→ **Texto citado**
▶

Agência Brasil
No palco, 148 personalidades e representantes de entidades que contribuíram para o desenvolvimento de Minas Gerais. Na praça, bandeiras vermelhas e gritos de ordem davam o tom da 65ª solenidade de entrega da Medalha da Inconfidência, a maior honraria concedida por Minas Gerais entregue anualmente no dia 21 de abril.
Eram manifestantes, em grande parte mobilizados pela Central Única dos Trabalhadores (CUT), pelo Movimento dos Trabalhadores Rurais Sem Terra (MST) e pelo Sindicato Único dos Trabalhadores em Educação de Minas Gerais (Sind-ute).

◀

→ **Tarefa A**
De acordo com o texto sobre a Medalha da Inconfidência, em que dia essa honraria é entregue todos os anos?
→ **Tarefa B**
Formate em CSV de duas colunas, "pedido" e "resposta", somente os registros que começam na linha que contém "For every instance of the motorcycle rider, the" e terminam na linha que contém "pixel 347 272", com as duas incluídas. Cada pedido deve ocupar uma linha, com seu texto e sua resposta em campos entre aspas e as quebras de linha trocadas por espaços.
O texto e os registros não têm nenhuma relação entre si.

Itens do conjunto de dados
▶

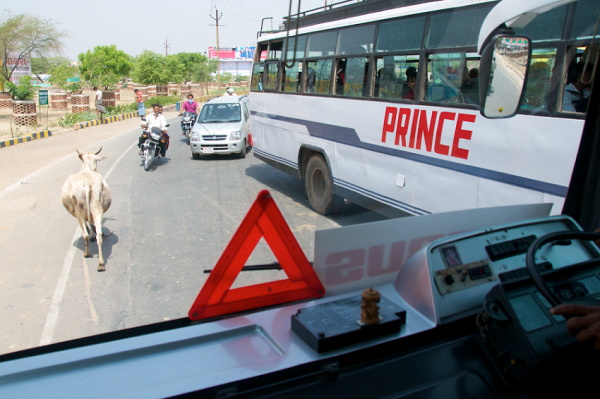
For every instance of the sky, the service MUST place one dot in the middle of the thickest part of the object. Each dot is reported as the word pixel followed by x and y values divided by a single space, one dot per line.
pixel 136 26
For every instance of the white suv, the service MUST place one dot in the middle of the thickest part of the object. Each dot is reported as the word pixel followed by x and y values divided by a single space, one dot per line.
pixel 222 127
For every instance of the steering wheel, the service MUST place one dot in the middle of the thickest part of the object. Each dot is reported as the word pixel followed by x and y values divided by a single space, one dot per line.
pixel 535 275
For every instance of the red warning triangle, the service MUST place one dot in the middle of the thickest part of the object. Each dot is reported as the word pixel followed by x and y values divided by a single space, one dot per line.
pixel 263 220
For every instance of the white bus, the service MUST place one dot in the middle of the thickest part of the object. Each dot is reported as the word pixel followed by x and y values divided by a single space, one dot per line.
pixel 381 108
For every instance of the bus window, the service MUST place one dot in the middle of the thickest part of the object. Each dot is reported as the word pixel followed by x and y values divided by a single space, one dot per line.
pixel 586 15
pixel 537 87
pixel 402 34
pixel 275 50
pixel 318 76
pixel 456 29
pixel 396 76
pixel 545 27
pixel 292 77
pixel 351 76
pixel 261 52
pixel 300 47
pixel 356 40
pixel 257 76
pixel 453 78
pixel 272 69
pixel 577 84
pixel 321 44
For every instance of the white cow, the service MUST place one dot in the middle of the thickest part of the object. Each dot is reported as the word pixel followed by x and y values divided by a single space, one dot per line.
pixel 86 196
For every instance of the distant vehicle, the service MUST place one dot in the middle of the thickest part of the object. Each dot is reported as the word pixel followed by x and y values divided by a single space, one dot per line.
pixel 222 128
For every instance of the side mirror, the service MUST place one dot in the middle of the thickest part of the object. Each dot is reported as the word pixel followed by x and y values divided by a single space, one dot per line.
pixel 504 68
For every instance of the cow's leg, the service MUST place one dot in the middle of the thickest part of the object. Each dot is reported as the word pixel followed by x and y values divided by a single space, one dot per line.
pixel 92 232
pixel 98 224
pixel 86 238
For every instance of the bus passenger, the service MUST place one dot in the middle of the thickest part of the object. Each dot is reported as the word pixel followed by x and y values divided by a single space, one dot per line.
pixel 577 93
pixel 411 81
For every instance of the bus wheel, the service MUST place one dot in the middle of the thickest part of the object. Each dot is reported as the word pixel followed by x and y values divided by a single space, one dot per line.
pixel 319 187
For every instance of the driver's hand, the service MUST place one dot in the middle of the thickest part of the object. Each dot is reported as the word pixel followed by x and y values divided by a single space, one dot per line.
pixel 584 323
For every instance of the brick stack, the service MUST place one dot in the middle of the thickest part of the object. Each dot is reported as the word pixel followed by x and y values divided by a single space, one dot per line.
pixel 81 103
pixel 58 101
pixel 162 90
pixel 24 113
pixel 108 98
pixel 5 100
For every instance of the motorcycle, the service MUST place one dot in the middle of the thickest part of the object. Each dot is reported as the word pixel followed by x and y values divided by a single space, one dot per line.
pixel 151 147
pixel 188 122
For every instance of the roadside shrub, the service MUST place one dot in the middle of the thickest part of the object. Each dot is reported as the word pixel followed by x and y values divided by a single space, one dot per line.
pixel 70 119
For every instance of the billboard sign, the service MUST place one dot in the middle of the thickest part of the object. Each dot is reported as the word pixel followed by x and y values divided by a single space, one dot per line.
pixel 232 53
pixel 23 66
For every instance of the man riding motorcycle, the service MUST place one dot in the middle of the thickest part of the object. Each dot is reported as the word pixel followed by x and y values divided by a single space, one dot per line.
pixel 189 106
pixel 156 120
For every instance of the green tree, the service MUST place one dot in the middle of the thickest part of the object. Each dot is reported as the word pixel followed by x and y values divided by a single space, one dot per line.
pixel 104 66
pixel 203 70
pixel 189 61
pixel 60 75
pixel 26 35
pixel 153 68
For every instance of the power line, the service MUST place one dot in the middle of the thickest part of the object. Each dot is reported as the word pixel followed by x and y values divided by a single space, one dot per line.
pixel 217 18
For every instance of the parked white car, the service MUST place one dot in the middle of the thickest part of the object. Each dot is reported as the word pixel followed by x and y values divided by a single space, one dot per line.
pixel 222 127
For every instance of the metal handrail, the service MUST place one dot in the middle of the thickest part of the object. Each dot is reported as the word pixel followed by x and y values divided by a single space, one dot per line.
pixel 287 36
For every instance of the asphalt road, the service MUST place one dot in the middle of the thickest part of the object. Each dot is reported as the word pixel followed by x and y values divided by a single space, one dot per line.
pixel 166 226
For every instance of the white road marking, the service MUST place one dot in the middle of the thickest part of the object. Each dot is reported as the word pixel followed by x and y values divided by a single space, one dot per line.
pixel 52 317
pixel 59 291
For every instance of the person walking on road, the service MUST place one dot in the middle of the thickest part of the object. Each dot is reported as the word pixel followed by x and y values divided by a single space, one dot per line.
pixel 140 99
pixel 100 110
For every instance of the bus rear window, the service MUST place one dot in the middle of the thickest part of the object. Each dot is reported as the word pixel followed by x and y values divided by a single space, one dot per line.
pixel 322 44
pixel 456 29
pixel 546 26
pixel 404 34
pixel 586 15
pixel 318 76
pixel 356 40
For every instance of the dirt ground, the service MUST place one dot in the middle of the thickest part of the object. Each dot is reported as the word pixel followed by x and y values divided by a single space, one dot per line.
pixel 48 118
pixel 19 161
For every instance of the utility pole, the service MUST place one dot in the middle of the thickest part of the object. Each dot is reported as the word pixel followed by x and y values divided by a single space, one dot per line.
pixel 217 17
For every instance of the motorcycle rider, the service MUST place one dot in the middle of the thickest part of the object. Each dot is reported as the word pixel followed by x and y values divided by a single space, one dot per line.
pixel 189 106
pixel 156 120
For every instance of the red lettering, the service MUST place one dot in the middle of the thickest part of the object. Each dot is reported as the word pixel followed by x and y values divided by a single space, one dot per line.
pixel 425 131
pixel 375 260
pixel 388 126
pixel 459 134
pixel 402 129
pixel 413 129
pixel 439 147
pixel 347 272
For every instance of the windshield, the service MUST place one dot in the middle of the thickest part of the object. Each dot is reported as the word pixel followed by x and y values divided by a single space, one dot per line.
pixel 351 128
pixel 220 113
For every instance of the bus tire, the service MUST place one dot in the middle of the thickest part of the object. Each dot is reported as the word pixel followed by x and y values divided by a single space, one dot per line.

◀

→ **Resposta A**
No dia 21 de abril.

→ **Resposta B**
pedido,resposta
"For every instance of the motorcycle rider, the service MUST place one dot in the middle of the thickest part of the object. Each dot is reported as the word pixel followed by x and y values divided by a single space, one dot per line.","pixel 189 106 pixel 156 120"
"For every instance of the red lettering, the service MUST place one dot in the middle of the thickest part of the object. Each dot is reported as the word pixel followed by x and y values divided by a single space, one dot per line.","pixel 425 131 pixel 375 260 pixel 388 126 pixel 459 134 pixel 402 129 pixel 413 129 pixel 439 147 pixel 347 272"